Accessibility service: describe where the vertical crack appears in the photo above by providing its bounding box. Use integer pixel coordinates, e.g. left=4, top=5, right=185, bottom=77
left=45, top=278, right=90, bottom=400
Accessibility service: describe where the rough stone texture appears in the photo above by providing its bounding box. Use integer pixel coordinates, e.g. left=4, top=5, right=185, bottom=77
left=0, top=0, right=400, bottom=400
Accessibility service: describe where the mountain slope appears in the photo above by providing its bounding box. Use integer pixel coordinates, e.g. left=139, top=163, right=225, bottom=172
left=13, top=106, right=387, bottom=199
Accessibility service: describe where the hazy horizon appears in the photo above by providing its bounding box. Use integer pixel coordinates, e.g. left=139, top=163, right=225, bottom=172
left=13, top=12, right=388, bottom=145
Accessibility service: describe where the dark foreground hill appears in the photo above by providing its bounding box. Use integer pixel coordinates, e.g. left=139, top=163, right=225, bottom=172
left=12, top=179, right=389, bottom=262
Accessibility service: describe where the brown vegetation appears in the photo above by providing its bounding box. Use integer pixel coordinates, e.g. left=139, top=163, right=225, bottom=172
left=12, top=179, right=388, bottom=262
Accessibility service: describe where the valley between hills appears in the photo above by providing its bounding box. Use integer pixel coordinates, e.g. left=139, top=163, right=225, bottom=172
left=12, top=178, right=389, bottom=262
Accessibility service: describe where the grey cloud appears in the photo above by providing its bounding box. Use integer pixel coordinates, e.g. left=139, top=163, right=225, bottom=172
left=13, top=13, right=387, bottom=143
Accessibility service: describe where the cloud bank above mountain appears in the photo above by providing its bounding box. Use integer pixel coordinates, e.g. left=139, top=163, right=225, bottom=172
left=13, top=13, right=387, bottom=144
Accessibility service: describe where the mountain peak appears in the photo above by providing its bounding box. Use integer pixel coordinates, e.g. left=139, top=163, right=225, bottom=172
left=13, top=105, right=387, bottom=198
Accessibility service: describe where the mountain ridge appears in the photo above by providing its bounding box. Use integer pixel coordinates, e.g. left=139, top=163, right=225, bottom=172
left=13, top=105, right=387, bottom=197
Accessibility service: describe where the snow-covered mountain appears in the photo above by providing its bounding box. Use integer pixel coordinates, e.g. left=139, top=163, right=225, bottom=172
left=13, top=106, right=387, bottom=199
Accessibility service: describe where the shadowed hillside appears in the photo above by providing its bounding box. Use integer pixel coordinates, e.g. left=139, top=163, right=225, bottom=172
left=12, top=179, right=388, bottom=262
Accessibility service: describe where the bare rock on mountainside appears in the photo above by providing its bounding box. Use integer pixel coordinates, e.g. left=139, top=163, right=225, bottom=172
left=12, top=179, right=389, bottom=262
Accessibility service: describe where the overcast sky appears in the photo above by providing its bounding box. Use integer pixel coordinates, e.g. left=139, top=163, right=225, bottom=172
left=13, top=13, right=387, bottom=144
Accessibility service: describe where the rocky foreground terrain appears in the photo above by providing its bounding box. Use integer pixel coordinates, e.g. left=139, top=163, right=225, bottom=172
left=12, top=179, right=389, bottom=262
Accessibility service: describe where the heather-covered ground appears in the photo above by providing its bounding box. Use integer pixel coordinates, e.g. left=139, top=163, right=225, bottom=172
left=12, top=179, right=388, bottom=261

==========

Exercise: Locate each line in the material above that includes the string "rocky" and copy those lines in full, treating uppercase and lowercase letters as different.

Solution to this exercise:
Accessibility service: describe where the rocky foreground terrain appears in the photo above by providing its bounding box. Use integer pixel coordinates, e.g. left=139, top=163, right=225, bottom=172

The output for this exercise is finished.